Stated task: Copy the rows word for word, beginning with the line that contains "Q: Please detect the foreground" and continuing through the last line of the rows.

Material for this task:
>> start

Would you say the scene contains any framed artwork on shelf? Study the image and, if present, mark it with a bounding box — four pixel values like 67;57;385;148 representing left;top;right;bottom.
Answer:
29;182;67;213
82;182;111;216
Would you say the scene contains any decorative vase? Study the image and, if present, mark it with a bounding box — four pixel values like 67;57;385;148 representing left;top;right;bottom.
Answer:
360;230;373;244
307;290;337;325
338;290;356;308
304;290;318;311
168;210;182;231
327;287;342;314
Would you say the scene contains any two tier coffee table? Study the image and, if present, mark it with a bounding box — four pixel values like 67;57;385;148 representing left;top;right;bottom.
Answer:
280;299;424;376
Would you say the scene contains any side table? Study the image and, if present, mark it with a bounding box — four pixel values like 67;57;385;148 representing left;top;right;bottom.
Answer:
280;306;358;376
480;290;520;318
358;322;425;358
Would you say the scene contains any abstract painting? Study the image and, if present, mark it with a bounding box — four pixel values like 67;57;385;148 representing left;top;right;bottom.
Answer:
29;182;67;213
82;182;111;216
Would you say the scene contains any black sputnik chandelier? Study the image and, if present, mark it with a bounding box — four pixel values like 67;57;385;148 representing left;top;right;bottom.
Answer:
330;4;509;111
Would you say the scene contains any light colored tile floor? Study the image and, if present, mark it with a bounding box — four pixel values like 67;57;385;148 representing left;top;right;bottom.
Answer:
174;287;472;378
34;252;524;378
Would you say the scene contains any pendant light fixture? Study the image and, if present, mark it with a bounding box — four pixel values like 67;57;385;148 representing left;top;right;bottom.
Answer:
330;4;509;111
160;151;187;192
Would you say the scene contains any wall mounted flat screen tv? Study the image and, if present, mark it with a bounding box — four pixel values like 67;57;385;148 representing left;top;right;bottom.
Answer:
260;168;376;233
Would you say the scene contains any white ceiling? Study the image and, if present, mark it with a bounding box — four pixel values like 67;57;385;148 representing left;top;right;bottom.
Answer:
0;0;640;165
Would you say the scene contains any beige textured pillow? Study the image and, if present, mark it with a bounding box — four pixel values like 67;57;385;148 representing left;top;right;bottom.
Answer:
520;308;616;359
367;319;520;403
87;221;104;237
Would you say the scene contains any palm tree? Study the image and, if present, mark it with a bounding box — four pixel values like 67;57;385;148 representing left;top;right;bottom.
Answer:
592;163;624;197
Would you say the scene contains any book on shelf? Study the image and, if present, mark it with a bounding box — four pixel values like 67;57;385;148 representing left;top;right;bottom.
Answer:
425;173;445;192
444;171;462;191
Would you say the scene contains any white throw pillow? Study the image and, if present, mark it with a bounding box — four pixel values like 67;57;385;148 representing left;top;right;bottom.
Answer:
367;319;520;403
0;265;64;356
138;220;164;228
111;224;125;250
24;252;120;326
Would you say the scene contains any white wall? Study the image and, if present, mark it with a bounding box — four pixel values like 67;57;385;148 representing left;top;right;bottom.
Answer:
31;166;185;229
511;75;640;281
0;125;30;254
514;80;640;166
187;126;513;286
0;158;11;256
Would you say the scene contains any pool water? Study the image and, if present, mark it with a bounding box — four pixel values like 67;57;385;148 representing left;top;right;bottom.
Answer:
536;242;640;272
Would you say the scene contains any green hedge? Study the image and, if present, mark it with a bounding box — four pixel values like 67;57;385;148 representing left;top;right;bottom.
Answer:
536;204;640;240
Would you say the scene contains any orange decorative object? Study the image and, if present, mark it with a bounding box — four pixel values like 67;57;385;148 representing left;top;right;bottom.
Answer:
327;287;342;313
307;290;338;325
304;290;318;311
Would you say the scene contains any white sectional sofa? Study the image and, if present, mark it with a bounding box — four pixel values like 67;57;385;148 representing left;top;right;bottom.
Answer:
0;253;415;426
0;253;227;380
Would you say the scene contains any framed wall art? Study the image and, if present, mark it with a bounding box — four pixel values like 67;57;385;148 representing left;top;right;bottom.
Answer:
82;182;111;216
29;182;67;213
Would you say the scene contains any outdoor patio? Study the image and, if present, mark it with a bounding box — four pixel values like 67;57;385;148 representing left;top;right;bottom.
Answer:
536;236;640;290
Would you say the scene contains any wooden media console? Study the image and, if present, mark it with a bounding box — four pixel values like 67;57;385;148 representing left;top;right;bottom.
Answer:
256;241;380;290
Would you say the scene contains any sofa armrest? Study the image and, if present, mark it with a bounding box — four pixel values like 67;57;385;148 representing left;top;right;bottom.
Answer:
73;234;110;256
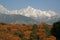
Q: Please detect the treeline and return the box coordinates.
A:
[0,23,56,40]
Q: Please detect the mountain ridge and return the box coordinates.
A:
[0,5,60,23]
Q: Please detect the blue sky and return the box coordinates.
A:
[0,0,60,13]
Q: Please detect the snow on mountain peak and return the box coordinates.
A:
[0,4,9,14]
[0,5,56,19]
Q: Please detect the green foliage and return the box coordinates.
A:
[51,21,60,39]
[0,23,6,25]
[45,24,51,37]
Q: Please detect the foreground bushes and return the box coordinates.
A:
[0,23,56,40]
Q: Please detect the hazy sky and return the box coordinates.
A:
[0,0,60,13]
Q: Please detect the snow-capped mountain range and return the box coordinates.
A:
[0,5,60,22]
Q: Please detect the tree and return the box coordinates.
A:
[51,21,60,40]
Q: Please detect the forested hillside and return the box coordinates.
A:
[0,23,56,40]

>> end

Exercise result:
Q: Please detect the foreground bushes and return the box coordinates.
A:
[0,23,56,40]
Q: Please detect the hazy sky and return the box coordinates.
A:
[0,0,60,13]
Q: Please detect the snow-capped mountain range and return the box coordinates.
A:
[0,5,60,22]
Q: Please detect the tree and return the box coordinates.
A:
[51,21,60,40]
Q: Please detect the forested hillside and return the box coordinates.
A:
[0,23,56,40]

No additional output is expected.